(Image point grounding data)
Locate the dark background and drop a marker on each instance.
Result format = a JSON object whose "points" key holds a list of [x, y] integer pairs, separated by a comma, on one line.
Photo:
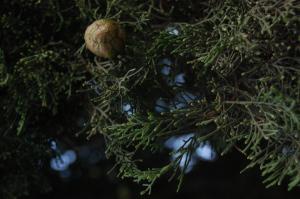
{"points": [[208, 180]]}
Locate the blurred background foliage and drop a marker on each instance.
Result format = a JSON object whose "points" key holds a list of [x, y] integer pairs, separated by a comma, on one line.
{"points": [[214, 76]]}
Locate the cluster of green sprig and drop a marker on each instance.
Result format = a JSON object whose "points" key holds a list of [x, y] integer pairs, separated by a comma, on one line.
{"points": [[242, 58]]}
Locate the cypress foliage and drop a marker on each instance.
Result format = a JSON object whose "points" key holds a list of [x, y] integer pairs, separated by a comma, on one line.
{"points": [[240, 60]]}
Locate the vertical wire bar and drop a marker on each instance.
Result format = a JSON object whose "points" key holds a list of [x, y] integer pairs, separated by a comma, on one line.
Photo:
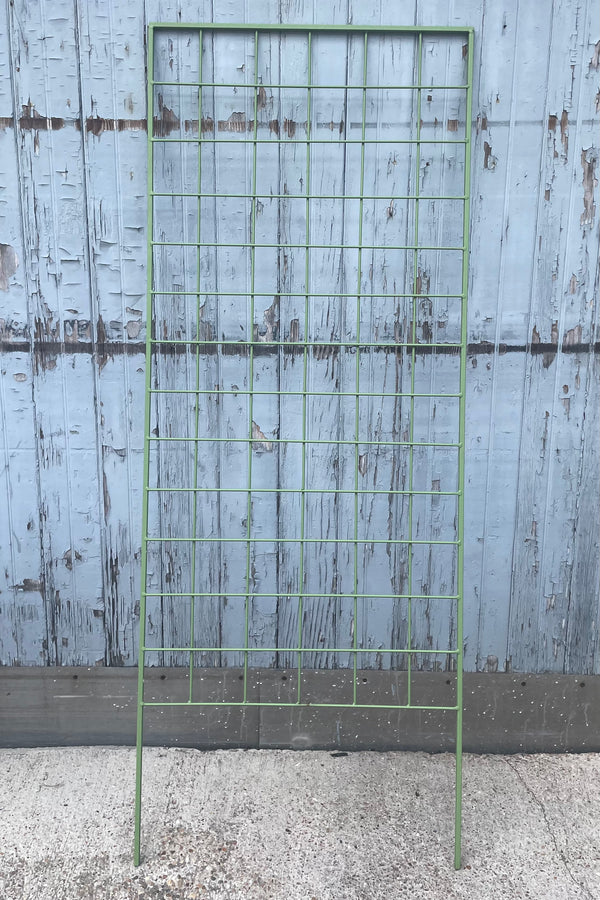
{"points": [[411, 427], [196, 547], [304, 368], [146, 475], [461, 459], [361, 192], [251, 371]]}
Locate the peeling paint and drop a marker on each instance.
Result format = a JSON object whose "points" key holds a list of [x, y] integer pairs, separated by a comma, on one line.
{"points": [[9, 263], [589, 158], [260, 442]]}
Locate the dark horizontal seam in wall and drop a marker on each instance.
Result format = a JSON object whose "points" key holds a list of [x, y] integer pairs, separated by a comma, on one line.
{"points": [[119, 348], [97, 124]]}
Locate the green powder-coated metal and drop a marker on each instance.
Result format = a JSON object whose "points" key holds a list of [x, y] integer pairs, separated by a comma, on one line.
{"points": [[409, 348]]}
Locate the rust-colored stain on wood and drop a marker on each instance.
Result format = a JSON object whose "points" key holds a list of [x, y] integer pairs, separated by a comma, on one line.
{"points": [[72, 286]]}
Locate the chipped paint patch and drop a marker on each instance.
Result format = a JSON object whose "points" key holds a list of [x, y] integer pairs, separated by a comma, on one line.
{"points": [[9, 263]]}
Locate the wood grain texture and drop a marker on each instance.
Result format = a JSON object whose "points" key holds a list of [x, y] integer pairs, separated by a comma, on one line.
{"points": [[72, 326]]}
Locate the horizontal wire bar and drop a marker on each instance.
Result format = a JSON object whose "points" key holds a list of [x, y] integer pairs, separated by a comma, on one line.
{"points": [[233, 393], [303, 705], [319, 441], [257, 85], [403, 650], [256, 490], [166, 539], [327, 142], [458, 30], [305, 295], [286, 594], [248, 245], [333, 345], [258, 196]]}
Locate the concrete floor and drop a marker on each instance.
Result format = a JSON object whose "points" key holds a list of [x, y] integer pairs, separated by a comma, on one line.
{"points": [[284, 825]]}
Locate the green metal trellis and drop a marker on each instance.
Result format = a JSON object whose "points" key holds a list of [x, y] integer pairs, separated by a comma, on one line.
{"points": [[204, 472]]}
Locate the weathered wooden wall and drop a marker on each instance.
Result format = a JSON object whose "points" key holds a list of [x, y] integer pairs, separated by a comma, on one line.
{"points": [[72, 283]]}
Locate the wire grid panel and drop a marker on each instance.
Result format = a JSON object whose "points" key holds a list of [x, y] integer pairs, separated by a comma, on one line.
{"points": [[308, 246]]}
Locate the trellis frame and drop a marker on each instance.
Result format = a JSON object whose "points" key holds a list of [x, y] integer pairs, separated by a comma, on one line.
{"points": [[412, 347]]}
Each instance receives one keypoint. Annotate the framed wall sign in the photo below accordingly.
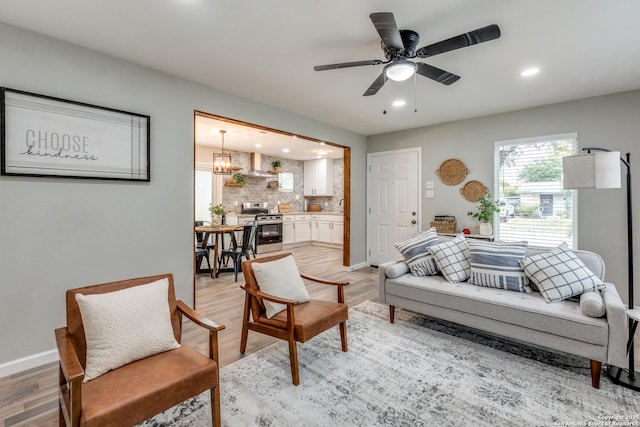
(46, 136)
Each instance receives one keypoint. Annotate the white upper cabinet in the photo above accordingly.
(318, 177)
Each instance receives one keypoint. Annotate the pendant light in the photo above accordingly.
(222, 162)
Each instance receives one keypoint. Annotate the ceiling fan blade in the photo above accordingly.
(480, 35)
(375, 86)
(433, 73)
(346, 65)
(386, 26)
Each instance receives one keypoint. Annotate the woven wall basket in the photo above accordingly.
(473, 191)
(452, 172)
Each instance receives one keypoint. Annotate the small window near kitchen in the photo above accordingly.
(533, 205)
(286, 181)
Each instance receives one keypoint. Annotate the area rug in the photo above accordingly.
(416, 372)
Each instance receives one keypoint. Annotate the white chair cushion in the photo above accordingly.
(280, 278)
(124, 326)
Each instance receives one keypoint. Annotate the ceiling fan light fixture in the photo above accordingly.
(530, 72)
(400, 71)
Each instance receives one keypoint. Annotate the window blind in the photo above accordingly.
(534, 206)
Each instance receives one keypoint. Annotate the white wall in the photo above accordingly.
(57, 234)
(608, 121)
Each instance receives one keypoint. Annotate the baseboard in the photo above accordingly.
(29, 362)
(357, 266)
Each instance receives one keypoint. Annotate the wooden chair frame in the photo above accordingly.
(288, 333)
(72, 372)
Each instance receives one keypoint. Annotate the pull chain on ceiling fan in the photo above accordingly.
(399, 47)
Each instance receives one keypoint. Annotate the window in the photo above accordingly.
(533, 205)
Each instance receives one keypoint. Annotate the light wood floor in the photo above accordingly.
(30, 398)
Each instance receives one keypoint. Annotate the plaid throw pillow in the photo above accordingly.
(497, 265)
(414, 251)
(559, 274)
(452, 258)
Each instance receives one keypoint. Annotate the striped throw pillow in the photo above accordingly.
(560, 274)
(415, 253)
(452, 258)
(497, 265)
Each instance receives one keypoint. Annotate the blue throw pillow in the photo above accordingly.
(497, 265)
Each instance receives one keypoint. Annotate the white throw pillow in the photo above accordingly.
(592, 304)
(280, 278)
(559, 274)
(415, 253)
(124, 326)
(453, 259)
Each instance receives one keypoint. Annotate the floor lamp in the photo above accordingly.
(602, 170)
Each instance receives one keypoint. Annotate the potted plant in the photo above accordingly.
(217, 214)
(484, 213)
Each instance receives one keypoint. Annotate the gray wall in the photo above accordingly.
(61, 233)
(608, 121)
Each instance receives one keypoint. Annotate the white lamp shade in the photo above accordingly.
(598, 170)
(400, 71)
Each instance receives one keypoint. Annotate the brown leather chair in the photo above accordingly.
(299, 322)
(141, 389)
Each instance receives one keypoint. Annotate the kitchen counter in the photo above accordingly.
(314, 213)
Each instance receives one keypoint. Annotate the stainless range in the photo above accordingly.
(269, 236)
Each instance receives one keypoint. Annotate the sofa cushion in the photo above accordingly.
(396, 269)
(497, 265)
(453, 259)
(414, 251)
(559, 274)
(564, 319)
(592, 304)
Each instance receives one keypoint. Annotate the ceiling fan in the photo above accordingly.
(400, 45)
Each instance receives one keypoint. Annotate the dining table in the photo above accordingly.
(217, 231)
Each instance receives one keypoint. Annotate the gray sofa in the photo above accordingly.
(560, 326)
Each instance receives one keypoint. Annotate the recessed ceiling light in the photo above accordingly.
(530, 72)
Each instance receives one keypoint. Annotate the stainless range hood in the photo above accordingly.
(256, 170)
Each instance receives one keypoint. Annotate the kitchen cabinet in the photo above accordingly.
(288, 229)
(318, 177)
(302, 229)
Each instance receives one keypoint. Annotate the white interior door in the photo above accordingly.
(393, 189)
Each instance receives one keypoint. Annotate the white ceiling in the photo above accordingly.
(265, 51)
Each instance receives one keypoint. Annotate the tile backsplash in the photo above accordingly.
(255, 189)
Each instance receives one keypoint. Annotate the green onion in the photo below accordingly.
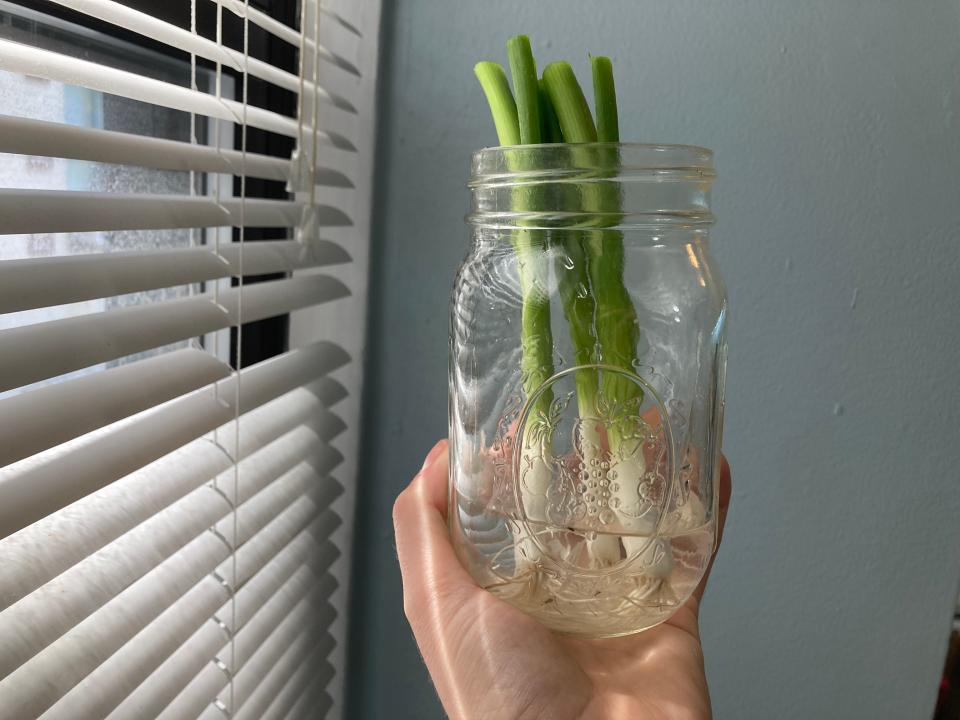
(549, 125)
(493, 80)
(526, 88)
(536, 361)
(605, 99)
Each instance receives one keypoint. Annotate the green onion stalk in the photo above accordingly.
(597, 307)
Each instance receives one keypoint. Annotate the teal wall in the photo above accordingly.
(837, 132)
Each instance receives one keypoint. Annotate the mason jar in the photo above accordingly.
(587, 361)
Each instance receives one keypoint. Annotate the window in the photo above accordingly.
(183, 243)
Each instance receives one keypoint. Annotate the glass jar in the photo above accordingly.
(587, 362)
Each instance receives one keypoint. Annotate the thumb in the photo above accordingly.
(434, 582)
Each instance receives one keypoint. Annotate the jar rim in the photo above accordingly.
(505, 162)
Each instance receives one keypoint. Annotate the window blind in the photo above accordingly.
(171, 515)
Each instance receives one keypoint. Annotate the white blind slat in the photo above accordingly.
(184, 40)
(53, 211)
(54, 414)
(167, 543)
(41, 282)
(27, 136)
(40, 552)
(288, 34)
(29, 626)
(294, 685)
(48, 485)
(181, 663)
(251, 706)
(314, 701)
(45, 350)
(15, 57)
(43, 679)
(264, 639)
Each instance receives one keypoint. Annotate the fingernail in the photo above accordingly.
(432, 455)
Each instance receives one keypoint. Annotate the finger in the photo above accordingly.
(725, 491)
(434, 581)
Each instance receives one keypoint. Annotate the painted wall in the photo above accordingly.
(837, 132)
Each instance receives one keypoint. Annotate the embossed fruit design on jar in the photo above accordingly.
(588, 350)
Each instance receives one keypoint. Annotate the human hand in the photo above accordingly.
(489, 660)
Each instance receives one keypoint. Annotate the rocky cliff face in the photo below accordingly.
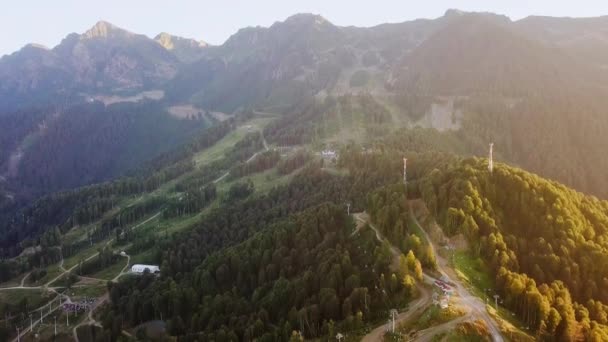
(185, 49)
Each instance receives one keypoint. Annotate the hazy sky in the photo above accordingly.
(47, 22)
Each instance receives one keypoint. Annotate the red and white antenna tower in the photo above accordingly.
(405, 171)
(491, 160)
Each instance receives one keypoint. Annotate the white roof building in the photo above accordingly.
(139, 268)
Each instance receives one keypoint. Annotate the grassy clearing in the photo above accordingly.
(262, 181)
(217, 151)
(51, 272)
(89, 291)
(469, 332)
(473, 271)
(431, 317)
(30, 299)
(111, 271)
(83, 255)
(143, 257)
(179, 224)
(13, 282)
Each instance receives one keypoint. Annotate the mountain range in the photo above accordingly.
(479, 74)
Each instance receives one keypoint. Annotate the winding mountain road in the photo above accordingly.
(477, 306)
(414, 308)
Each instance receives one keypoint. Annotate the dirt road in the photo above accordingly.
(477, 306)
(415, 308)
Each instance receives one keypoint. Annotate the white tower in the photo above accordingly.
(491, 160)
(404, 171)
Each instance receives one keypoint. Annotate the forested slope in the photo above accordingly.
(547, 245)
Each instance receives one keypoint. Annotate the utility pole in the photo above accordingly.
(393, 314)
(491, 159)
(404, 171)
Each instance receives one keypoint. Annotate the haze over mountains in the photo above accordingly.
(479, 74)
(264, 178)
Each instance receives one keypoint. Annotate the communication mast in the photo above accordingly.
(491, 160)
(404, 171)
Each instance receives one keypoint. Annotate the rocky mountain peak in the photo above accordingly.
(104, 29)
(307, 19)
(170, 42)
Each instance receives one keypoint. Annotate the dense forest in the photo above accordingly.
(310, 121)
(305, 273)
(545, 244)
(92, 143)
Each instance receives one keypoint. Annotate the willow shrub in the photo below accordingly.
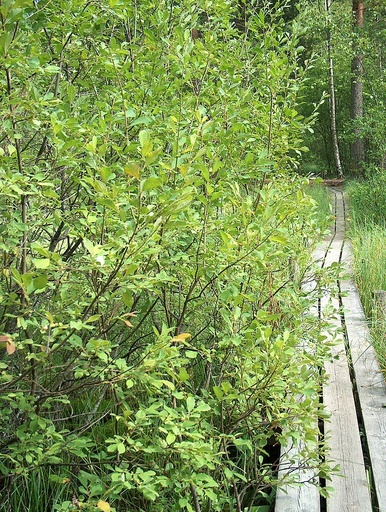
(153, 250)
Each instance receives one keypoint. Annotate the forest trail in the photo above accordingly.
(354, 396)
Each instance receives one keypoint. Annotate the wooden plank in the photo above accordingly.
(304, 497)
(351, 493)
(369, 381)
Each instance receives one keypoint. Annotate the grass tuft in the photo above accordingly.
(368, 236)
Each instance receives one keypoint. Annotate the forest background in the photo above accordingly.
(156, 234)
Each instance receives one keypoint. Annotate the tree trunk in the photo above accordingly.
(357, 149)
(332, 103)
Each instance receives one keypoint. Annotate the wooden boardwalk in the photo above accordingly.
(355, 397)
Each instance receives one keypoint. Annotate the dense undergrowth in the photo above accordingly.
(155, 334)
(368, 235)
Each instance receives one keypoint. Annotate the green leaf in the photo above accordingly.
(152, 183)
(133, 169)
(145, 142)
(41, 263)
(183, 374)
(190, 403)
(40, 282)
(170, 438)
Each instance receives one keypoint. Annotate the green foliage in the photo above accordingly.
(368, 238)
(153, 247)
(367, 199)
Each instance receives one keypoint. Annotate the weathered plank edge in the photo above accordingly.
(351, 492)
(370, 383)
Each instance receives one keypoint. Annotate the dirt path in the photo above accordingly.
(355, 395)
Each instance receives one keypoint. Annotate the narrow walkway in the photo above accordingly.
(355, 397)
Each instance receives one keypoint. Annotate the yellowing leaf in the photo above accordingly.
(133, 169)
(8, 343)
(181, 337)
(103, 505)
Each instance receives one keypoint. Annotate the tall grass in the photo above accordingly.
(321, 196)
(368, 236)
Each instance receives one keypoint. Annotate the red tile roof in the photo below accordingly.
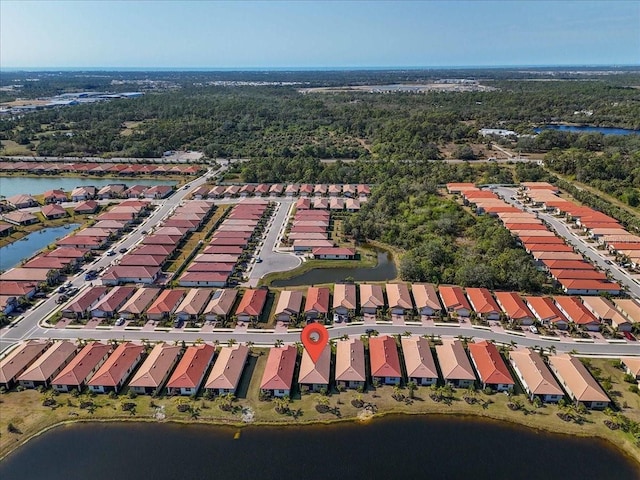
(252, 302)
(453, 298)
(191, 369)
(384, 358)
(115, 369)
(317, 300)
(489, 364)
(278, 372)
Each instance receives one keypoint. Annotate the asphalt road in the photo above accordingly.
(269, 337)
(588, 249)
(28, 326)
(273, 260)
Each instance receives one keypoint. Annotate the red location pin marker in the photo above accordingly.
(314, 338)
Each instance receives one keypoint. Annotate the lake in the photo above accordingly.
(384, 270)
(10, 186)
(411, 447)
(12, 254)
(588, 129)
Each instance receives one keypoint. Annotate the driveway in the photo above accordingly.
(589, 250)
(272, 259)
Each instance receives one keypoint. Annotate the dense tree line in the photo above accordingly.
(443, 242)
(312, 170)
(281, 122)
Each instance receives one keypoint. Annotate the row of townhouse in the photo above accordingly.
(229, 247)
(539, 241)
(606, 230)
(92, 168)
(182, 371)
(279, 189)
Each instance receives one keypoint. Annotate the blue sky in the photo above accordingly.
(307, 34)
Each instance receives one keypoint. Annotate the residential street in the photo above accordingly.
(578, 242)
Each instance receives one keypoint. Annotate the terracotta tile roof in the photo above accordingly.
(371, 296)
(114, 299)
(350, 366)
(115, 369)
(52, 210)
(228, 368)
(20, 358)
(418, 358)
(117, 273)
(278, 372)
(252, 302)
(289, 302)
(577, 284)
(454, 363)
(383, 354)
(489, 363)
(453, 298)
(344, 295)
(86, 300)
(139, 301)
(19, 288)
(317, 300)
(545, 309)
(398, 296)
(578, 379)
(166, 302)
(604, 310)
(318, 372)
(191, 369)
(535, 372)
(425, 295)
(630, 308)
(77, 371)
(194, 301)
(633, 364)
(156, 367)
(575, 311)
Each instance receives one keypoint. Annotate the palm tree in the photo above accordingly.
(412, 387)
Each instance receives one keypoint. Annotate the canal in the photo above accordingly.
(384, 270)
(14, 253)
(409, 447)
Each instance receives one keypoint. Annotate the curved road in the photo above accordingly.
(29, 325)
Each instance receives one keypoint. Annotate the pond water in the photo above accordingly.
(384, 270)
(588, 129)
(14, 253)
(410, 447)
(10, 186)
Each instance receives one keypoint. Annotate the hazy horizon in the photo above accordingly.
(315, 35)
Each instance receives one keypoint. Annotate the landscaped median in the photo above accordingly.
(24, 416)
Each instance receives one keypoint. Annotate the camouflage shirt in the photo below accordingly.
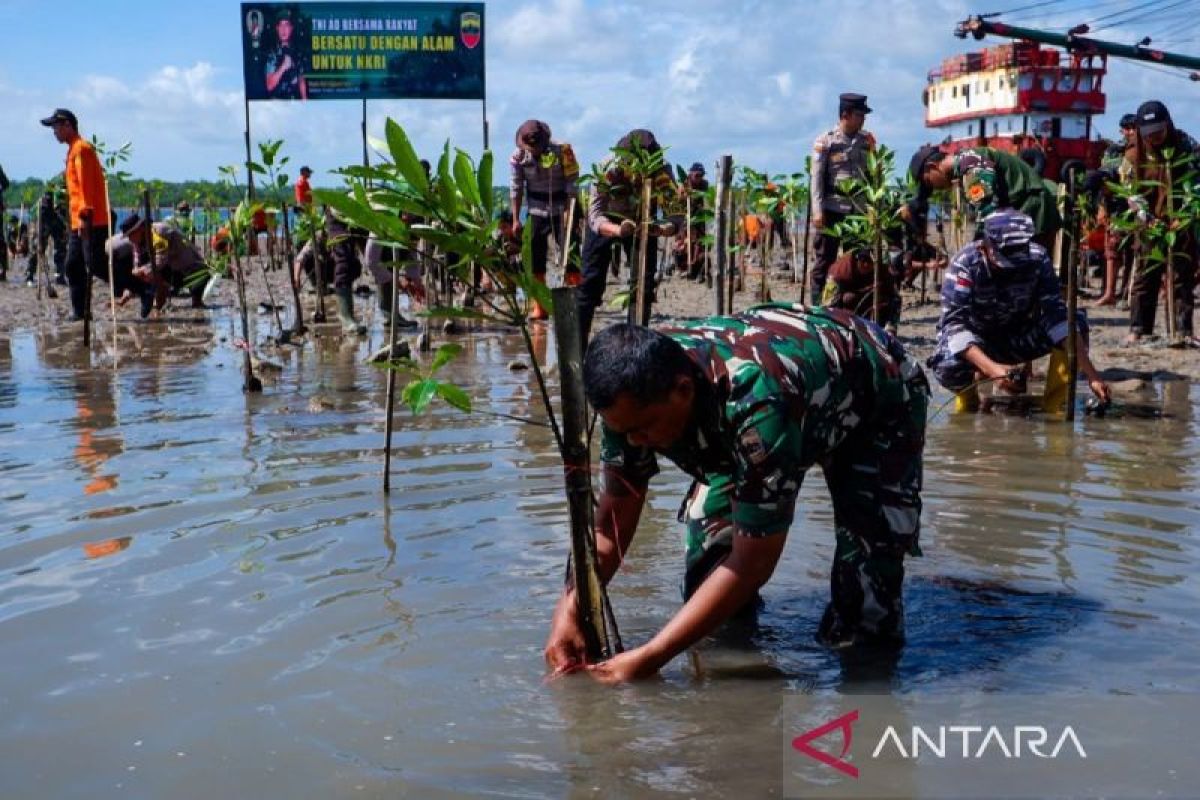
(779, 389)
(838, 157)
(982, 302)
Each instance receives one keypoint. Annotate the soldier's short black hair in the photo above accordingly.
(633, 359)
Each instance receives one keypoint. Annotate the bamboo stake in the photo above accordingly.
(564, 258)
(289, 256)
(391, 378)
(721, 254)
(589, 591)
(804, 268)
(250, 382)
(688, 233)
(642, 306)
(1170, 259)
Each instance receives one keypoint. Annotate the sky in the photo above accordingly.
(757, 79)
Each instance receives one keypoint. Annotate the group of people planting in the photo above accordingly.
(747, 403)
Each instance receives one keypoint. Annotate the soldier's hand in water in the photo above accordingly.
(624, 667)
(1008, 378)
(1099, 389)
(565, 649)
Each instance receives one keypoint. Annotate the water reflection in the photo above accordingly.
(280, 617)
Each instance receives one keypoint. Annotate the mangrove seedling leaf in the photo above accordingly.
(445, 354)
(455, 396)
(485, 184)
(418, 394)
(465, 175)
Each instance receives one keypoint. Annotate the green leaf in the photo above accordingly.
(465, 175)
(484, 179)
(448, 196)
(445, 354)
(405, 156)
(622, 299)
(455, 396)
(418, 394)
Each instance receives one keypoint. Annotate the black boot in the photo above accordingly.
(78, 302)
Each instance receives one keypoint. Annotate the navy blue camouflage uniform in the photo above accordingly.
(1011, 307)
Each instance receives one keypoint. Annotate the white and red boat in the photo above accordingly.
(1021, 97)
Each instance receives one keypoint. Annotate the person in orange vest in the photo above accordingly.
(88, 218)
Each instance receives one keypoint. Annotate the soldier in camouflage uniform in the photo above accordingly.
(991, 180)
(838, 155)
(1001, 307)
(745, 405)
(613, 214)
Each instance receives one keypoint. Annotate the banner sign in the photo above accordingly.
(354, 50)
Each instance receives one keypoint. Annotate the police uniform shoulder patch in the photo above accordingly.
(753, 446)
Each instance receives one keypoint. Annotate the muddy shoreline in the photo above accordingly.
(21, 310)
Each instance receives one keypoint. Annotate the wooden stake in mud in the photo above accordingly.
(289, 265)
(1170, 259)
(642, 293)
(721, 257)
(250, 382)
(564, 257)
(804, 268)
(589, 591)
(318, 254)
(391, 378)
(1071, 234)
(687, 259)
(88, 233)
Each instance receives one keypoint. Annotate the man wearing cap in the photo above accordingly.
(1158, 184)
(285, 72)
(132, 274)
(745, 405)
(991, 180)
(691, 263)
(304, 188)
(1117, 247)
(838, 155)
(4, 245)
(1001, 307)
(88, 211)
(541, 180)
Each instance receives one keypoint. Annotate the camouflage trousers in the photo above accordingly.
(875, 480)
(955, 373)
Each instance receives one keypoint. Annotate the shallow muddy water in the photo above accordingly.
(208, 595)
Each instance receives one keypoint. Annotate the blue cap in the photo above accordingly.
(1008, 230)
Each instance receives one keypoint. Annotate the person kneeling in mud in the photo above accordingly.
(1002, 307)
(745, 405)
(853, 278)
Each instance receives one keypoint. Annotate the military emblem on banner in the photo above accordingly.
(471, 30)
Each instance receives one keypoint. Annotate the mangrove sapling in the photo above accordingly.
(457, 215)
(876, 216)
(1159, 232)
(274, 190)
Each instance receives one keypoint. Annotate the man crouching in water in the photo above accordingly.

**PROBLEM TO WORK ON**
Identify the lines in the entries that hold "dark" and return each one.

**COMPLETED TASK**
Locate the dark background and drop a marker on each instance.
Locate the dark horizontal seam in wall and drop a marker on each instance.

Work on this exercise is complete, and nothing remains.